EXERCISE AIM:
Please transcribe the entries below without changing a single character.
START RECORDS SHOWN
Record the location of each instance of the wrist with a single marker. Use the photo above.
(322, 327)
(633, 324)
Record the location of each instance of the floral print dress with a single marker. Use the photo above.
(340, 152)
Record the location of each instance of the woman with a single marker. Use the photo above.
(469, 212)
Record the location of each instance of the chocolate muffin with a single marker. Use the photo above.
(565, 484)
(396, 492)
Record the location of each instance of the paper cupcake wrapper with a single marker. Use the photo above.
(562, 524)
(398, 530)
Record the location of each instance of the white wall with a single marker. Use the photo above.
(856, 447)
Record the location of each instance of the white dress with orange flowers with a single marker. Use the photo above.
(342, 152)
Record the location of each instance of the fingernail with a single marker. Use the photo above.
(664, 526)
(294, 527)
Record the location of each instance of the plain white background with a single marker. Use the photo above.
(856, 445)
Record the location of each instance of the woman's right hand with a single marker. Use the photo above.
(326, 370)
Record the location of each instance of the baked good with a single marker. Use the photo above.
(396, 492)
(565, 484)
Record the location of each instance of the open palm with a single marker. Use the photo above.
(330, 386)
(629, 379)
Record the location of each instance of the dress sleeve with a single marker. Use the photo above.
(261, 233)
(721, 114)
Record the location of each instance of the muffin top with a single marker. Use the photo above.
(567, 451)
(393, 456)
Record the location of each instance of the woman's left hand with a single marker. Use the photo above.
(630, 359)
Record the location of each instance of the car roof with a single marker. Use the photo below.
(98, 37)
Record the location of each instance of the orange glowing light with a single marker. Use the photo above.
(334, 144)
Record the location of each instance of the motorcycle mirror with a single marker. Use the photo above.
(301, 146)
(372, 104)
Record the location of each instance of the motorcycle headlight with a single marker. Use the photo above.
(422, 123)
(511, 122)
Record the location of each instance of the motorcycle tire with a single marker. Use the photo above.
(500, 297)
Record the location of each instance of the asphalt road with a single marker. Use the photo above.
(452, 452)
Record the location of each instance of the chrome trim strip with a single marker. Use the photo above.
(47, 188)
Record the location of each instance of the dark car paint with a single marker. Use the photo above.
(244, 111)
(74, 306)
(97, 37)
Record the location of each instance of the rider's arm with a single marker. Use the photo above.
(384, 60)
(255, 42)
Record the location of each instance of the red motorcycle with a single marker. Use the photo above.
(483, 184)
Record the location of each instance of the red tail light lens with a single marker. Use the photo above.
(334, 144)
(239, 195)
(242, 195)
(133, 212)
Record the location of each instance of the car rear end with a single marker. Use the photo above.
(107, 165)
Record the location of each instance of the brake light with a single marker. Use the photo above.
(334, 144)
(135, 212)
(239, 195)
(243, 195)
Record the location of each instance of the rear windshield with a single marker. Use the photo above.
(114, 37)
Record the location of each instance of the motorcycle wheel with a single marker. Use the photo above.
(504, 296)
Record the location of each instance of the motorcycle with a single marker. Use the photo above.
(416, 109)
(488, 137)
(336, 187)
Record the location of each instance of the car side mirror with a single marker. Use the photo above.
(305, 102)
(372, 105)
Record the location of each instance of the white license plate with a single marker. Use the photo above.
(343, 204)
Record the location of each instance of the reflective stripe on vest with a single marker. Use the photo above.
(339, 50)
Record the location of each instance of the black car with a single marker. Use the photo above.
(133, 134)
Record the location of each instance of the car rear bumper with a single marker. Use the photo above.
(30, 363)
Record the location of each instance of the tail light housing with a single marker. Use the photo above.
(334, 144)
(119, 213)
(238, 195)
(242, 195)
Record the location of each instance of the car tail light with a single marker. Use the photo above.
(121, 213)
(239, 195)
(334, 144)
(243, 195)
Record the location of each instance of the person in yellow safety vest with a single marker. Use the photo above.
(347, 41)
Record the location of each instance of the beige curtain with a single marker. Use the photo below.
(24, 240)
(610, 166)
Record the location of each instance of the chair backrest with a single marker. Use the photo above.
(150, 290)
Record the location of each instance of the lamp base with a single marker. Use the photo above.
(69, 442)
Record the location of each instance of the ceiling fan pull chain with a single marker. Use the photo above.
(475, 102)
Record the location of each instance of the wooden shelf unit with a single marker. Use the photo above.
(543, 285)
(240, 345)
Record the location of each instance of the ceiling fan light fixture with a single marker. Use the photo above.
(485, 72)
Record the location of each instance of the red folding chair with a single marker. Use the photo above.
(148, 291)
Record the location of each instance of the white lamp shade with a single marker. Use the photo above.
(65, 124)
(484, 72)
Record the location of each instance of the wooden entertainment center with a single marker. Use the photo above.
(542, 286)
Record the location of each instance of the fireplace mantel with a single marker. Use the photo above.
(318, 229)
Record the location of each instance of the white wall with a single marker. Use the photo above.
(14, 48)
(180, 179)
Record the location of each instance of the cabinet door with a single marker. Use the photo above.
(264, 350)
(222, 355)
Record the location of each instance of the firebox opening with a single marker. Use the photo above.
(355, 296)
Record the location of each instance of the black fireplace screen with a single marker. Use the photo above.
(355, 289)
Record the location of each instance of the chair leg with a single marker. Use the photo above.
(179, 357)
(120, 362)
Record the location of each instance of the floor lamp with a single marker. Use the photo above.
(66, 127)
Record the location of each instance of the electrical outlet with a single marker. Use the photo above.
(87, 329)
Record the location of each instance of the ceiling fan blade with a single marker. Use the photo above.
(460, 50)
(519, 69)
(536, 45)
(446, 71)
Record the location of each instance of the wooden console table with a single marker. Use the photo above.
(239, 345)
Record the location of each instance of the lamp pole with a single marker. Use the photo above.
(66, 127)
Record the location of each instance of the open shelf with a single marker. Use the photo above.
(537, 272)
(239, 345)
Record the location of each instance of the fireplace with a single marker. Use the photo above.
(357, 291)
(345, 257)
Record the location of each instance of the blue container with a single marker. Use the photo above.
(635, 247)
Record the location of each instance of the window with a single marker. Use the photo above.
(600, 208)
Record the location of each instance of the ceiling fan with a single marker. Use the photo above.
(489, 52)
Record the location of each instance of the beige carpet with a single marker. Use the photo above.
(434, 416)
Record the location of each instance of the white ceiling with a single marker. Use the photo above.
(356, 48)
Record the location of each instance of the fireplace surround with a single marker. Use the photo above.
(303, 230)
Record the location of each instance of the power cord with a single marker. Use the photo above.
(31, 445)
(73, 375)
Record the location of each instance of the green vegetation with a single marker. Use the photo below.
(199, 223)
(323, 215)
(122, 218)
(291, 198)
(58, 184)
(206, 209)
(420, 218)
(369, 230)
END RECORDS SHOWN
THE COMPLETED TASK:
Record the location of each instance of the wrist with a single marker. Use the photo above.
(322, 327)
(633, 324)
Record the location of each instance of the floral print dress with a single marker. Use the photo above.
(340, 152)
Record the location of each instance of the woman with a single marker. Use the photo above.
(469, 212)
Record the location of each instance of the chocolate muffin with a single marker. Use the photo above.
(565, 484)
(396, 492)
Record the location of each instance of the paper cupcake wrapper with a single marker. Use the photo above.
(562, 524)
(398, 530)
Record the location of each instance of the white wall with a single marker. Use the photo above.
(856, 447)
Record the location of each instance of the white dress with orange flowers with a single marker. Use the photo above.
(342, 152)
Record the location of each instance of the fingernail with a single marker. Use the photo above.
(664, 526)
(294, 527)
Record the location of each instance of the plain white background with a single marker. Use the photo above.
(856, 445)
Record the location of each instance of the woman's right hand with a single marker. Use the photo above.
(326, 370)
Record the location of each instance of the baked good with a single marker. Use the photo above.
(396, 492)
(565, 484)
Record the location of each instance of the open palm with a single marker. Use the photo above.
(330, 386)
(629, 379)
Record the location of each instance of the dress sleeve with a single marker. Use the photo above.
(261, 233)
(721, 114)
Record the location of each instance of the muffin top with a single marker. Use the photo above.
(567, 451)
(393, 456)
Record the location of each instance of the woman's left hand with a single marker. Use the photo above.
(630, 359)
Record the location of each instance of the car roof with a single marker. Use the photo below.
(98, 37)
Record the location of each instance of the orange glowing light with a single marker. Use the photo above.
(334, 144)
Record the location of each instance of the motorcycle mirror with a single marker. Use the photo above.
(301, 146)
(372, 104)
Record the location of each instance of the motorcycle headlight with a single marker. Use the photo above.
(422, 123)
(511, 122)
Record the location of each instance of the motorcycle tire with a single marker. Use the photo above.
(500, 297)
Record the location of each instance of the asphalt road with a single marker. Use the photo above.
(452, 452)
Record the location of each instance of the chrome trim strip with a single marker. Use the photo above.
(47, 188)
Record the location of each instance of the dark car paint with a single marker. Use the photo above.
(244, 111)
(74, 306)
(97, 37)
Record the location of each instance of the rider's arm with a single marker. Use the photo above.
(384, 60)
(255, 42)
Record the location of each instance of the red motorcycle with a single marker. Use the photo above.
(483, 184)
Record the location of each instance of the red tail light lens with a single marker. Use the photo above.
(334, 144)
(239, 195)
(242, 195)
(133, 212)
Record the location of each instance of the car rear end with a single marker. Use the photo above.
(107, 165)
Record the location of each instance of the brake light with a single marker. Use the photo above.
(334, 144)
(135, 212)
(239, 195)
(243, 195)
Record the location of each instance of the rear windshield with a single marker. Use the photo above.
(114, 37)
Record the location of each instance of the motorcycle wheel with a single marker. Use the photo above.
(504, 296)
Record the location of each instance of the motorcycle with a single marker. Use the photo above.
(416, 109)
(488, 137)
(336, 187)
Record the location of each instance of the car side mirror with a single marker. Use the photo above.
(305, 102)
(372, 105)
Record the location of each instance of the white license plate with a single marker. Use the photo above.
(343, 204)
Record the location of each instance of the reflective stripe on vest with a single marker. Use the photo above.
(339, 50)
Record the location of each instance of the black car with a single marker. Use the photo above.
(133, 134)
Record the location of each instance of the car rear bumper with a single marker. Use the photo above.
(30, 363)
Record the location of each instance of the tail light housing with a single marker. Use the photo above.
(334, 144)
(119, 213)
(238, 195)
(242, 195)
Record the location of each instance of the car tail light with a single marker. Use the photo above.
(121, 213)
(239, 195)
(334, 144)
(243, 195)
Record the location of each instance of the person in yellow safety vest with a single marker. Use the photo above.
(347, 41)
Record the location of each instance of the beige curtain with a single marker. Use the photo below.
(24, 240)
(610, 166)
Record the location of each instance of the chair backrest with a single marker. Use the photo above.
(150, 290)
Record the location of each instance of the lamp base with a single marker. Use the photo above.
(69, 442)
Record the location of each instance of the ceiling fan pull chain with a single marker. Use the photo above.
(475, 102)
Record the location of each instance of the wooden shelf unit with a single marker. Use the photo above.
(543, 285)
(240, 345)
Record the location of each instance of the ceiling fan light fixture with a single marker. Use the photo above.
(485, 72)
Record the location of each instance of the red folding chair with a single marker. Use the photo above.
(148, 291)
Record the location of each instance of the white lamp shade with a single marker. Use the photo above.
(65, 124)
(484, 72)
Record the location of each instance of the wooden entertainment center with a single marker. Use the photo above.
(542, 286)
Record the location of each instance of the fireplace mantel with a single marker. Use the photo above.
(318, 229)
Record the location of each instance of the white wall with a single marker. Use the photo above.
(14, 48)
(180, 179)
Record the location of each instance of the cabinet door with a single marker. Use the photo above.
(264, 350)
(222, 355)
Record the location of each instance of the firebox opening with a single marker. Use the photo above.
(355, 296)
Record the location of each instance of the black fireplace screen with a single marker. Use the photo above.
(355, 289)
Record the location of each instance of the chair leg with a single marker. Use the photo above.
(179, 357)
(120, 362)
Record the location of each instance of the floor lamp with a single marker. Use the photo above.
(66, 127)
Record the location of each instance of the electrical outlet with a single marker. Use the photo above.
(87, 329)
Record the location of each instance of the ceiling fan blade with a single marker. Use the photo above.
(460, 50)
(519, 69)
(536, 45)
(446, 71)
Record the location of each instance of the wooden console table with a single marker. Use the photo above.
(239, 345)
Record the location of each instance of the lamp pole with a single marker. Use the photo above.
(66, 127)
Record the location of each instance of the open shelf with a single marker. Use the photo above.
(537, 272)
(239, 345)
Record the location of each instance of the fireplace with a single marker. Use the photo above.
(357, 291)
(345, 257)
Record the location of each instance of the blue container with a single marker. Use the photo above.
(635, 247)
Record the location of each instance of the window with a single marker. Use the photo above.
(600, 208)
Record the location of each instance of the ceiling fan with a single marker. Use the photo above.
(489, 52)
Record the location of each instance of the beige carpet with a single marker. Use the photo above.
(434, 416)
Record the location of each instance of the white ceiling with a single marker. Use the photo above.
(356, 48)
Record the location of each instance of the fireplace surround with a single marker. Use the photo above.
(303, 230)
Record the location of each instance of the power cord with a single marker. Use the photo above.
(31, 445)
(73, 375)
Record the location of each instance of the green vegetation with a single marker. Use the photo below.
(199, 223)
(323, 215)
(122, 218)
(291, 198)
(58, 184)
(206, 209)
(420, 218)
(369, 230)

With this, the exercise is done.